What you will do >>
[1] Transcribe the article on Medicare Advantage rate cuts word for word, starting with "Even after the" and going on through "2.2 percent reduction.".
[2] Answer these questions using the article on Medicare Advantage rate cuts:
(a) About how large a payment cut do Medicare Advantage insurers face next year, according to the U.S. government?
(b) By about how much was spending on Advantage plans reduced over a decade to help finance the 2010 U.S. health expansion?
(c) By what percentage did the administration raise 2014 base payments for Advantage insurers?
[3] Take the article on Medicare Advantage rate cuts further, picking up right after its last sentence.

Document extract >>
Glad we are focused on Medicare Supplements, which remain untouched by this news. - CW
Insurers face about 3.6% Medicare Advantage rate cuts
Health insurers participating in the Medicare Advantage program for elderly Americans, including Humana Inc. and UnitedHealth Group Inc., face a payment cut of about 3.55 percent next year, the U.S. government said.
“There's a lot of trepidation awaiting this letter and not a few Wall Street analysts and CEOs who are like a long-tailed cat in a room full of rocking chairs these days,” John Gorman, executive chairman of Gorman Health Group, a consulting firm in Washington, said before the cuts were announced. “There's all kinds of things around that could hurt.”
Consumers who choose Advantage plans are opting for managed care, with benefits including lower out-of-pocket costs, over the traditional government-run Medicare program for the elderly and disabled. Government payments have been under pressure since 2010, when the U.S. health expansion was financed in part by reducing spending on Advantage plans by an estimated $206 billion over a decade.
At the time, U.S. spending for Advantage beneficiaries was estimated to be as much as 13 percent higher than for people enrolled in traditional Medicare, leading to criticism the Advantage plans were overpaid.
Even after the cuts, the Medicare Payment Advisory Commission, which studies the program for Congress and recommends cost savings, estimates that Advantage plans were paid about 4 percent more in 2013, per beneficiary, than the cost of the traditional program.
‘Seniors are watching'
Last year, the administration raised 2014 base payments for Advantage insurers by 3.3 percent, after initially proposing a 2.2 percent reduction.

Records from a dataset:
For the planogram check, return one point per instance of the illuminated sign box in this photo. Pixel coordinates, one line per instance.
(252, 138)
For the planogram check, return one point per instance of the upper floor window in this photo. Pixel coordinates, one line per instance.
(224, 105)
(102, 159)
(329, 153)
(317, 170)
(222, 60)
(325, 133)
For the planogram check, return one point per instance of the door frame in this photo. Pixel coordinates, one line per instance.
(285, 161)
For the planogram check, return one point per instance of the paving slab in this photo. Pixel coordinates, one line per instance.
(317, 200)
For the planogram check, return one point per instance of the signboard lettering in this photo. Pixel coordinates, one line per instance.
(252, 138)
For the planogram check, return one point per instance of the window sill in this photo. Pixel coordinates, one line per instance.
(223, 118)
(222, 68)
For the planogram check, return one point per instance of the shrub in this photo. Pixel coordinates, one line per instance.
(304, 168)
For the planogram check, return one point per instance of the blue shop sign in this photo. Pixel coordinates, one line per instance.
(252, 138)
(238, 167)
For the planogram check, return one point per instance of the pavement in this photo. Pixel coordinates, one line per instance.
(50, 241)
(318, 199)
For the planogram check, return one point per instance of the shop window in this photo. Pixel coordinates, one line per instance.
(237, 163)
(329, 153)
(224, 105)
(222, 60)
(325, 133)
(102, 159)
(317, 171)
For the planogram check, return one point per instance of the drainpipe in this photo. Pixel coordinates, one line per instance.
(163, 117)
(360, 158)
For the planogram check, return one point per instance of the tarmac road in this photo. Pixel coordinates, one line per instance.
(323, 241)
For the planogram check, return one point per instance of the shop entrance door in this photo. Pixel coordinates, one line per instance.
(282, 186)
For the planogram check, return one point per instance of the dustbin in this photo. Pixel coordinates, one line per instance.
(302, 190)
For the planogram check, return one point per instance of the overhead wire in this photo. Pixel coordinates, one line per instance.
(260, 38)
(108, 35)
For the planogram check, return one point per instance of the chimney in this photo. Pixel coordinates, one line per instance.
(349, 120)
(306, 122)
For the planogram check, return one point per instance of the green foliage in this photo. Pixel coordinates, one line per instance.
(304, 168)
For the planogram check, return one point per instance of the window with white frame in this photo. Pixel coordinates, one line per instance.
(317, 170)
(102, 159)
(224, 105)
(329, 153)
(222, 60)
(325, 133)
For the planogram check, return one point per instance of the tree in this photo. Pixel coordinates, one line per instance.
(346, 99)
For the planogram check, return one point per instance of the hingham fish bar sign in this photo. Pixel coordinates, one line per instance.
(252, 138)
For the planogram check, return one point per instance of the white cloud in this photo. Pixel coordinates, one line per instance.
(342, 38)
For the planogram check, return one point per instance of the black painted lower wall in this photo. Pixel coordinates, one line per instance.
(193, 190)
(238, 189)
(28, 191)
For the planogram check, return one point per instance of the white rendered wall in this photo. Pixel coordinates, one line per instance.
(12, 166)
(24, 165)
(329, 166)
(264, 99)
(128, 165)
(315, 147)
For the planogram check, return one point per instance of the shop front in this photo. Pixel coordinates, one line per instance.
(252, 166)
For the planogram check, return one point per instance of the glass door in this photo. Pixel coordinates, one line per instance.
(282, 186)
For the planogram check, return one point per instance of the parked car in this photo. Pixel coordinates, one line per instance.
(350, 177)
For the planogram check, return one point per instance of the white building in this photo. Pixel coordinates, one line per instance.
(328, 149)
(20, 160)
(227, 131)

Outputs for the tasks >>
[1]
Even after the cuts, the Medicare Payment Advisory Commission, which studies the program for Congress and recommends cost savings, estimates that Advantage plans were paid about 4 percent more in 2013, per beneficiary, than the cost of the traditional program.
‘Seniors are watching'
Last year, the administration raised 2014 base payments for Advantage insurers by 3.3 percent, after initially proposing a 2.2 percent reduction.

[2]
(a) About 3.55 percent.
(b) An estimated $206 billion.
(c) 3.3 percent.

[3]
Still, insurers say that other government decisions — including a new tax on the industry under the Patient Protection and Affordable Care Act and budget sequestration ordered by Congress — reduced their Advantage payments about 6.7 percent in total this year.
Before Friday's announcement, insurers predicted a proposed cut of as much as 6.5 percent. Their lobbying campaign has included posters plastered around Washington that picture an elderly man with a pair of binoculars, with the warning “Seniors Are Watching.”
The 40 U.S. senators who wrote to Medicare administrator Marilyn Tavenner to ask for payments to be frozen were led by Charles Schumer, D-N.Y., and Michael Crapo, R-Idaho.
The program “has been a great success and should remain a competitive choice for our constituents,” the senators said. “We urge you to maintain payment levels that will allow MA beneficiaries to be protected from disruptive changes in 2015.”
While Medicare actuaries estimate enrollment in Advantage plans will dip next year, the Congressional Budget Office predicted that participation may rise as much as 50 percent in the next decade to 21 million by fiscal 2023.